◆ **Problem details**
Your answer should hold all lines of the entries that include the word "towering".

◆ **Task input**
- - -
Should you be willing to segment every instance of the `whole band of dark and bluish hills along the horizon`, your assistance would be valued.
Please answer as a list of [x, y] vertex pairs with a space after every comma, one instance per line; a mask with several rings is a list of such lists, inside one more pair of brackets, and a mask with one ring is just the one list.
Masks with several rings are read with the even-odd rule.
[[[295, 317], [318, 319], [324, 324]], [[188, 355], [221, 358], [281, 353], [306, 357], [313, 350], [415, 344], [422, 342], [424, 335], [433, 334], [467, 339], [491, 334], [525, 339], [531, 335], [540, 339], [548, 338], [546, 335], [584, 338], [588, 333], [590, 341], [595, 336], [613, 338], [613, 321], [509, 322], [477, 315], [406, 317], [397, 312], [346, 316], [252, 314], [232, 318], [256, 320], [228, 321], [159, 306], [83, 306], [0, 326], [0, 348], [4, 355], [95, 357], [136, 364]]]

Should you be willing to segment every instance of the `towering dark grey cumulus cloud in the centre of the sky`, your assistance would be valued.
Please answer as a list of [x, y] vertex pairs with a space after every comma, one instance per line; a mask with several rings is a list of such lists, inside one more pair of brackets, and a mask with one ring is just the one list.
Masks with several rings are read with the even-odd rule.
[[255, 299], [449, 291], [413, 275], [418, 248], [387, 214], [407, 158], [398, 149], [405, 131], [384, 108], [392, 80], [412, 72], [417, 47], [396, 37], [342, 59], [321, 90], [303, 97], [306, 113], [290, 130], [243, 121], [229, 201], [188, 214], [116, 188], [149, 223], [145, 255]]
- - -
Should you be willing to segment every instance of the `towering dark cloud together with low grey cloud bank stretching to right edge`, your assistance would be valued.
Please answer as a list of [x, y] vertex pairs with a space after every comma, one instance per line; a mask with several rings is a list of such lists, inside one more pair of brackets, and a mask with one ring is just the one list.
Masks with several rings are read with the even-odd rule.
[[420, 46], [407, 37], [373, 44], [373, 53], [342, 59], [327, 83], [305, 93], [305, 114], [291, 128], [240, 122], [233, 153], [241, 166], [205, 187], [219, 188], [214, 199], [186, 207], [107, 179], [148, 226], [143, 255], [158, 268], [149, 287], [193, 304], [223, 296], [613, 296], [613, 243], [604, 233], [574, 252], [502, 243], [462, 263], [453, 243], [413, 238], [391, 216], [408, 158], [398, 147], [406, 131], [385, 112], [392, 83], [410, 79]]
- - -
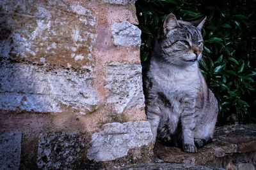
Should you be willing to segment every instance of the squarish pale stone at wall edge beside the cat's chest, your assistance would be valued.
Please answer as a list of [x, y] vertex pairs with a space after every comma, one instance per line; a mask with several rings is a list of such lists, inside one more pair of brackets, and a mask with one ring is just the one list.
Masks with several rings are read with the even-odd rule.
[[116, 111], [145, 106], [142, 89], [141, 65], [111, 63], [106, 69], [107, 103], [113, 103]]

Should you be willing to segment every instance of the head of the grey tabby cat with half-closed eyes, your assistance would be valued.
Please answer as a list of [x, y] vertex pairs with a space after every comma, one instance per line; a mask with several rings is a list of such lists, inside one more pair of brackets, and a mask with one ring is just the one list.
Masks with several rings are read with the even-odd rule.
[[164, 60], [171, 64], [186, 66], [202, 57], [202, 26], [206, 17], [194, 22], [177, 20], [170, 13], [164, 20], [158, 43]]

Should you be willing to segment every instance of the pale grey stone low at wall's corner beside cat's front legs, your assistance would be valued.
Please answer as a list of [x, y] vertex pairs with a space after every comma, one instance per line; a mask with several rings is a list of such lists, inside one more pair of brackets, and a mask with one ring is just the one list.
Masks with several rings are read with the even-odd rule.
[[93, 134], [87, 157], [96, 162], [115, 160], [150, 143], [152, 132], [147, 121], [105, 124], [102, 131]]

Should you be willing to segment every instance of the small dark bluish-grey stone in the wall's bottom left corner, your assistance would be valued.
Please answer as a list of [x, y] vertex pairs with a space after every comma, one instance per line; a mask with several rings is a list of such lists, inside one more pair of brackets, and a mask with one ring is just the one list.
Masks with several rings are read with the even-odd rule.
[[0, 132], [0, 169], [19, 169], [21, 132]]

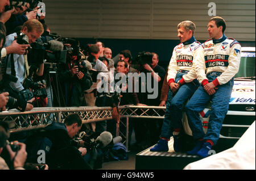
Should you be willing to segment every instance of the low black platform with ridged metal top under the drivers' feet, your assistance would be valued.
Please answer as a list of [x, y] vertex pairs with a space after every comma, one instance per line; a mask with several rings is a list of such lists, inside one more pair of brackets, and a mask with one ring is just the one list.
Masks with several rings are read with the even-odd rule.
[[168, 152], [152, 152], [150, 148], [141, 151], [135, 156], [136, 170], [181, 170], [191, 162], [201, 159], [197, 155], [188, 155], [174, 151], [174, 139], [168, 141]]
- - -
◆ **Answer box**
Should you be willing to segment every instance of the `towering dark grey cumulus cloud in the centre of the sky`, your assistance would be valued.
Should you be willing to segment every instance of the `towering dark cloud together with low grey cloud bank stretching to right edge`, your assistance would be valued.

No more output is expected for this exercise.